(Excerpts of location labeling data)
● ● ●

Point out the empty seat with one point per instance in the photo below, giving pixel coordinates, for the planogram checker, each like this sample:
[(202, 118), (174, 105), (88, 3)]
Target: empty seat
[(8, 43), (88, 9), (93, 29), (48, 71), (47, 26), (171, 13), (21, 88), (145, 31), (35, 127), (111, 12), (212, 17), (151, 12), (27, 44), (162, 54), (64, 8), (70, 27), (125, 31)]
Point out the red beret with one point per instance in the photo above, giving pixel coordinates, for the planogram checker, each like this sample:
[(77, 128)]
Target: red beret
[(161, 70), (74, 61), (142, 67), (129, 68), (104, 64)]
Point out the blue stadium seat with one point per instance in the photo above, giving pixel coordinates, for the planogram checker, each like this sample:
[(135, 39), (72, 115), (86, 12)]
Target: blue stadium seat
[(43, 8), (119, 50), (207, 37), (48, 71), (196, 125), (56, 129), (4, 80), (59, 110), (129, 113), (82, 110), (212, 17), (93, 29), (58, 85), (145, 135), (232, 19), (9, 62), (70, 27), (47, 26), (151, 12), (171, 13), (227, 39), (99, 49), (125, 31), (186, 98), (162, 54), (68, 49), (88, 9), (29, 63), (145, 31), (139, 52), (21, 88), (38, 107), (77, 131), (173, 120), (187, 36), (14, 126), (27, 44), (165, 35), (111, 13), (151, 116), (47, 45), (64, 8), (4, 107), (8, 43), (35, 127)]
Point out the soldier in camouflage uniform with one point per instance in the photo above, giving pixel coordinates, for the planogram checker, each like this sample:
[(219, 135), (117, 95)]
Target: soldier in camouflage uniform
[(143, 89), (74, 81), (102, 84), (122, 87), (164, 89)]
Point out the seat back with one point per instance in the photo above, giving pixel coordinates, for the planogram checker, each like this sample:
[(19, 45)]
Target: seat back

● ● ●

=== INSTRUCTIONS TO FOLLOW ===
Rewrite all of the data above with "planogram checker" swapped out for "shelf auditor" everywhere it occurs, keeping every other character the same.

=== THE REPLY ===
Point out the empty seat with one point per instance in the photo below, giving pixel coordinates, for the shelf auditor, each like this sample:
[(202, 118), (174, 105), (88, 3)]
Target: empty seat
[(8, 43), (88, 9), (93, 29), (48, 71), (47, 26), (171, 13), (21, 88), (145, 31), (35, 127), (111, 12), (212, 17), (151, 12), (27, 44), (162, 54), (64, 8), (70, 27), (125, 31)]
Point out the red beret with one point per instance in the photo above, giving pixel coordinates, for the shelf auditor, each like this sample:
[(77, 128)]
Target: red beret
[(161, 70), (74, 61), (142, 67), (129, 68), (104, 64)]
Point out the blue stadium seat with one point per instance in the photo above, giving pixel coordinates, for the shelf auditor, each like this sample:
[(135, 39), (72, 115), (86, 12)]
Target: blue stadium seat
[(43, 8), (119, 50), (207, 37), (48, 71), (196, 125), (56, 129), (4, 80), (59, 110), (129, 113), (82, 110), (212, 17), (93, 29), (58, 85), (145, 135), (232, 19), (9, 62), (70, 27), (47, 26), (151, 12), (171, 13), (227, 39), (99, 49), (125, 31), (186, 98), (162, 54), (68, 49), (88, 9), (29, 63), (145, 31), (139, 52), (21, 88), (38, 107), (77, 131), (173, 120), (187, 36), (14, 126), (27, 44), (165, 35), (111, 13), (151, 116), (47, 45), (64, 8), (4, 107), (8, 43), (35, 127)]
Point out the soldier in camouflage uniform with one point per instance in the photo above, giving pixel coordinates, for the shelf auditor, each like this sample:
[(219, 135), (117, 95)]
Target: soldier in camouflage uniform
[(143, 89), (74, 81), (102, 84), (122, 87), (164, 89)]
Point out the seat back with one point per instance in the photo above, giving pixel coordinates, for the shelf auditor, each like this sample:
[(19, 45)]
Target: seat back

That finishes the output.